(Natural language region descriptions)
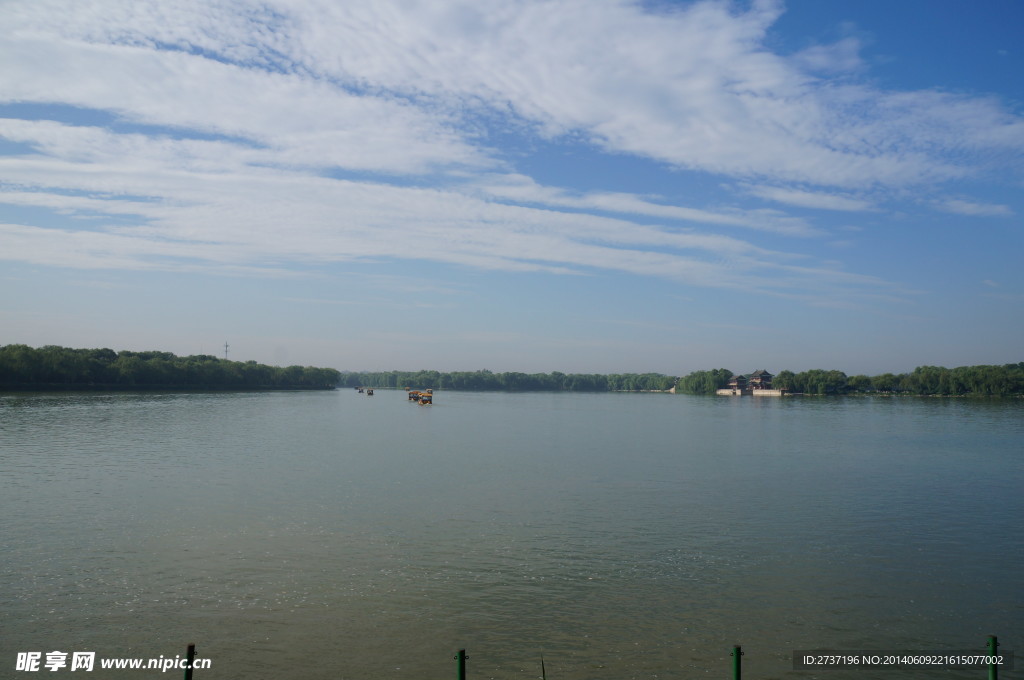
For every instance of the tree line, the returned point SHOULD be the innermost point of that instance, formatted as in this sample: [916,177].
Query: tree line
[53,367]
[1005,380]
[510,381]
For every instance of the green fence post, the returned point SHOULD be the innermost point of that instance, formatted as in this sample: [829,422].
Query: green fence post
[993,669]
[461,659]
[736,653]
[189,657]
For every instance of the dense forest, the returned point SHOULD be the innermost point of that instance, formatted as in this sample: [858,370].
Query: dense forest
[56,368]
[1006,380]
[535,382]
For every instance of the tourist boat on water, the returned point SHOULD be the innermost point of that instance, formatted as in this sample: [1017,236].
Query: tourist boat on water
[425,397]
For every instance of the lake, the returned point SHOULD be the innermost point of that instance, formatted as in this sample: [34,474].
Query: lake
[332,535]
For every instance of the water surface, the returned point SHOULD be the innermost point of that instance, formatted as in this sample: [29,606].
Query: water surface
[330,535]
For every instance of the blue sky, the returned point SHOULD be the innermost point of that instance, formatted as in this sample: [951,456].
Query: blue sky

--

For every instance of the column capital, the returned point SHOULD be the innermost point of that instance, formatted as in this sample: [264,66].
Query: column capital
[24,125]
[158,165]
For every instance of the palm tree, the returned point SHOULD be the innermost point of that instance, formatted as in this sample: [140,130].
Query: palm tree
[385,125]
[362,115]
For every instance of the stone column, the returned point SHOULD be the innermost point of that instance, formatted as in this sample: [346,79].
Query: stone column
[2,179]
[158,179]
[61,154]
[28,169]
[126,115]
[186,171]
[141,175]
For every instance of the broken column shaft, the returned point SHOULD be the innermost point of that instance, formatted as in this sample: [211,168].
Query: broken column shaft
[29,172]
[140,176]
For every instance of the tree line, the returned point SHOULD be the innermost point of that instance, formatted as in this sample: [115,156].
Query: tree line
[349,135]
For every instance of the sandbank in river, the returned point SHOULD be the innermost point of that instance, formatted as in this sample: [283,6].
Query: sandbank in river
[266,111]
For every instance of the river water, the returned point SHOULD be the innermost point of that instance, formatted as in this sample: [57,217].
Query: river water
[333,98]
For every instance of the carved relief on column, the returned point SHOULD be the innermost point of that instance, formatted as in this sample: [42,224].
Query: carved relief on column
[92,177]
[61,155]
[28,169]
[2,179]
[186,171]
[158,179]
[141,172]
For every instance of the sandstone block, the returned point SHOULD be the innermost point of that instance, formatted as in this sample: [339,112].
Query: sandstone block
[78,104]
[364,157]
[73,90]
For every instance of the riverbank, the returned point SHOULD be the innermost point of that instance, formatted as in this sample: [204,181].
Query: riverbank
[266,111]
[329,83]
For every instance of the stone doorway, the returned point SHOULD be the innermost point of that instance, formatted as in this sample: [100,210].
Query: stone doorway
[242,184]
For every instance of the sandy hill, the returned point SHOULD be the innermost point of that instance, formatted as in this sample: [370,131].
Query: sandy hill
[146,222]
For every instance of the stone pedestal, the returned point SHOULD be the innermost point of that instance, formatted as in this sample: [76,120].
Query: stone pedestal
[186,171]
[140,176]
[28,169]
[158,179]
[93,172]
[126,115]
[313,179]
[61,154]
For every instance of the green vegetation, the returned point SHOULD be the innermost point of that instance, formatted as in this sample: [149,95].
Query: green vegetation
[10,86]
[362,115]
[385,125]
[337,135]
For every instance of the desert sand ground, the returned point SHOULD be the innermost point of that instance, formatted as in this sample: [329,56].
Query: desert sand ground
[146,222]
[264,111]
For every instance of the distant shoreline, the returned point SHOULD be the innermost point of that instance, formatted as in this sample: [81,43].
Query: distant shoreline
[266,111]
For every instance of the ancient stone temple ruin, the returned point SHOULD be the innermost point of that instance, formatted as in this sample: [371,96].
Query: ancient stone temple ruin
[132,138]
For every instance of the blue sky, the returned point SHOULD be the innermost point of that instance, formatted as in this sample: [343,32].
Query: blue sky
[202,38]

Task brief >> Look above for the line with "Query: column capital" and the line with "For every instance of the carved", and reproduce exactly those two lines plus every line between, nothing more.

Response to the exercise >>
Query: column capital
[24,125]
[158,165]
For every instance of the palm tree, the returned point SHOULD be the innermost point of that instance, formatted as in this sample: [140,130].
Query: palm tree
[385,125]
[362,115]
For every instance of the stone column, the returned point SHOULD be the innermost point of that instance, formatted as in this sample: [346,79].
Query: stone column
[2,179]
[158,179]
[61,154]
[28,169]
[126,115]
[186,171]
[141,175]
For every instance of the broken column shaft, the returned point SHOULD be the innermost point of that instance, formatted as in this sample: [211,168].
Query: broken column shaft
[29,172]
[140,176]
For every instance of the tree line, the returned point SHOULD be the innermost point of that instance, formatted as in this sample: [115,156].
Query: tree line
[349,135]
For every instance of the sandbank in river, the returned point SHOULD be the innermost point of that instance, formatted as in this sample: [283,6].
Query: sandbank in river
[266,111]
For every instance of the river water, the returned point SHOULD be the innermost point of that instance, formatted as in this sample: [57,217].
Query: river water
[333,98]
For every instance of the carved relief on column, the returned point SHOULD be the innermost point of that instance, formatted as in this sample: [42,224].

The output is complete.